● ТРЕБОВАНИЯ К ЗАДАНИЮ:
1 - Ответьте по фрагменту о Марлен на три вопроса, помечая ответы так же:
(a) Какую позицию Марлен назвала самой предпочтительной?
(b) Чем оператор объяснил, что Марлен выглядит у него хуже, чем десять лет назад?
(c) В каком городе участников премьерного показа усадили на рекламный поезд?
2 - Пожалуйста, переведите на английский предложение из фрагмента о Марлен: «Вот с одним постулатом этого киноведа спорить нельзя: Марлен оставалась всегда молодой.»
3 - Продолжите фрагмент о Марлен, начиная сразу после его последнего предложения.

● ФРАГМЕНТ ДОКУМЕНТА:

____

Вот с одним постулатом этого киноведа спорить нельзя: Марлен оставалась всегда молодой. Во всяком случае, сумела воплотить свое желание быть такой, какой создала себя в тридцатые годы. Женщиной-легендой, женщиной-мифом.
Когда один из партнеров спросил:
– А какая у тебя рабочая сторона? Ну, как ты лучше получаешься, когда к камере правой или левой стороной?
Марлен ответила не задумываясь:
– Я смотрю зрителю в глаза – самая предпочтительная позиция.
После съемки в «Ранчо с дурной славой» ненавистного ей режиссера Фрица Ланга она спросила оператора, работавшего с ней и прежде:
– Почему я выгляжу у вас хуже, чем десять лет назад?
– Наверняка оттого, что я стал на десять лет старше, – ответил тот, был остроумен, но неправ. Да и вопрос Марлен не требовал ответа. Она как никто другой знала свою зависимость от всего, что происходит на съемочной площадке, и была удивлена, как сказался на ней садистский метод режиссуры Ланга. Еще один провал? Не только ее, но всего фильма. И, может быть, единственное доказательство, что и опытная актриса бывает бессильна. Единственное. Потому что в следующем фильме ее нельзя было отличить от героини двадцатилетней давности «Дестри снова в седле», будто она только что покинула павильон 1939 года, выйдя на несколько минут, чтобы сменить платье.
– Да, я еще об одном случае должна рассказать! – вдруг вспомнила Марлен. – Это был уже не предпремьерный, а премьерный показ – совсем другое дело. Нас в Лос-Анджелесе усадили на рекламный поезд: три-четыре голубых вагона, со всех сторон украшенных растяжками с названием фильма, фамилиями режиссера и актеров, цветными постерами с нашими фотографиями в жизни и в фильме, афишами, разноцветными флажками – не поезд, а карусель. И с оркестром в придачу.

____

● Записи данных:
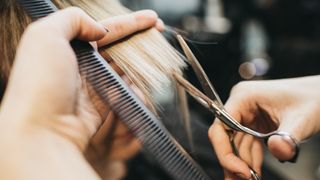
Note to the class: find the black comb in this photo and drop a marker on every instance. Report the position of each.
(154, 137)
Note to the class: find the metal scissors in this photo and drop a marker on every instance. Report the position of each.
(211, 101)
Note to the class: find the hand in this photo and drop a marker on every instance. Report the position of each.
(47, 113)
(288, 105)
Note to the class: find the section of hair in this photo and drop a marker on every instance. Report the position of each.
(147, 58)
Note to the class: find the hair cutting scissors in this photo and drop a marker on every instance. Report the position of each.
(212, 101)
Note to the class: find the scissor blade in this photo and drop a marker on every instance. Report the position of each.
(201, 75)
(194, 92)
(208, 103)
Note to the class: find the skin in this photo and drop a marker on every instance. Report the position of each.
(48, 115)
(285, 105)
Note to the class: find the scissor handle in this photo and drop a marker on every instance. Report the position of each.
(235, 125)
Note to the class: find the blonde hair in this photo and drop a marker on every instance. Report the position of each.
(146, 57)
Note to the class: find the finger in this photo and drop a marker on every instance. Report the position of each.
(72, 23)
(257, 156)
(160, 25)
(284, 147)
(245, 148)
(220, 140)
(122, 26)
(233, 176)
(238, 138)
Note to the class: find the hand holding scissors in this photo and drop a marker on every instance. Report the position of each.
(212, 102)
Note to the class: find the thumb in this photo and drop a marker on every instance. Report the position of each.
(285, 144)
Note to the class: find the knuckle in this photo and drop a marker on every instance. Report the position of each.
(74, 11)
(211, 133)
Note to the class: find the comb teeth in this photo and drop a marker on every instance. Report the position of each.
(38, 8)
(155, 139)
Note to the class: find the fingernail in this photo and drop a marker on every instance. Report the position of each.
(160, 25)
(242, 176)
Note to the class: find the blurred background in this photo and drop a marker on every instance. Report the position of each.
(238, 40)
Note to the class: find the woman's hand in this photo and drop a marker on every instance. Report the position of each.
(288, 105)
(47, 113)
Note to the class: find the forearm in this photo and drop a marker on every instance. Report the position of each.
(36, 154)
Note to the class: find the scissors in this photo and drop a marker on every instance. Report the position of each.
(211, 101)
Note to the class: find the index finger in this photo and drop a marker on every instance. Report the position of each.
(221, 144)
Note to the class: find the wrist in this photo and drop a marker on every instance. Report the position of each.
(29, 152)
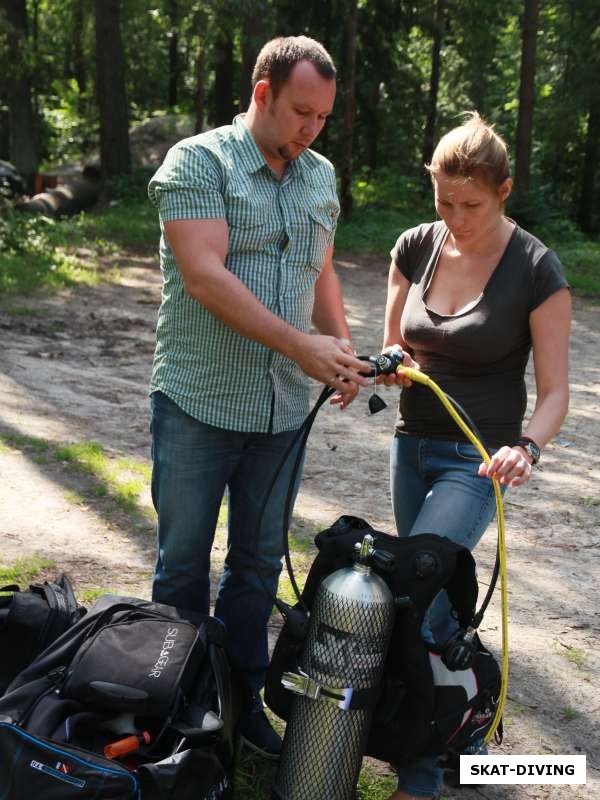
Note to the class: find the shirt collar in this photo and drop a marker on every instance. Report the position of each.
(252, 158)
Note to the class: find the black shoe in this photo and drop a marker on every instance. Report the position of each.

____

● РЕЗУЛЬТАТЫ:
1 -
(a) Смотреть зрителю в глаза.
(b) Тем, что сам стал на десять лет старше.
(c) В Лос-Анджелесе.

2 - There is one tenet of this film scholar that cannot be disputed: Marlene always remained young.

3 -
А перед самым отъездом я встретила возле павильона знакомую.
– Хелло! – помахала она. – Сто лет тебя не видела. Рада, что ты появилась, а то публика тебя уже и забыла.
Сели в поезд, а я вся дрожу от страха. Актеры кино так или иначе редко видят публику и все боятся: надо хоть раз в году показаться на экране, соглашаются на любое дерьмо, а то все – пиши пропало.
Первая остановка – Сан-Франциско.
«Ну, думаю, если здесь зал не встретит меня свистом, я от стыда на самом деле провалюсь сквозь землю: значит вышла в тираж и никому уже не нужна». И сказала об этом приятельнице.
– Оставь навсегда эти мысли, даже думать о них нельзя! – набросилась она на меня. – Запомни: выйдешь на сцену радостная, довольная, приехала на встречу с самыми родными, улыбка до ушей, и руки протяни к залу обязательно ладошками вверх. А потом скажи «Я вас люблю» – и успех в кармане!
Я легко внушаемая, все сделала, как сказала она, и все так и случилось. И сияла от счастья, и руки тянула ладошками вверх, и зал начал свистеть и выть, лишь вышла к нему, словно это была не я, а бесценный подарок.
Но!.. Но больше ничего не делала и не выходила на сцену, сколько бы меня ни вызывали.
К вопросу о псевдонимах
Родители Марлен известны: отец – лейтенант полиции Луис Эрих Отто Дитрих, мать – Вильгельмина Элизабет Жозефина Фельзинг, женщина из состоятельного рода часовщиков.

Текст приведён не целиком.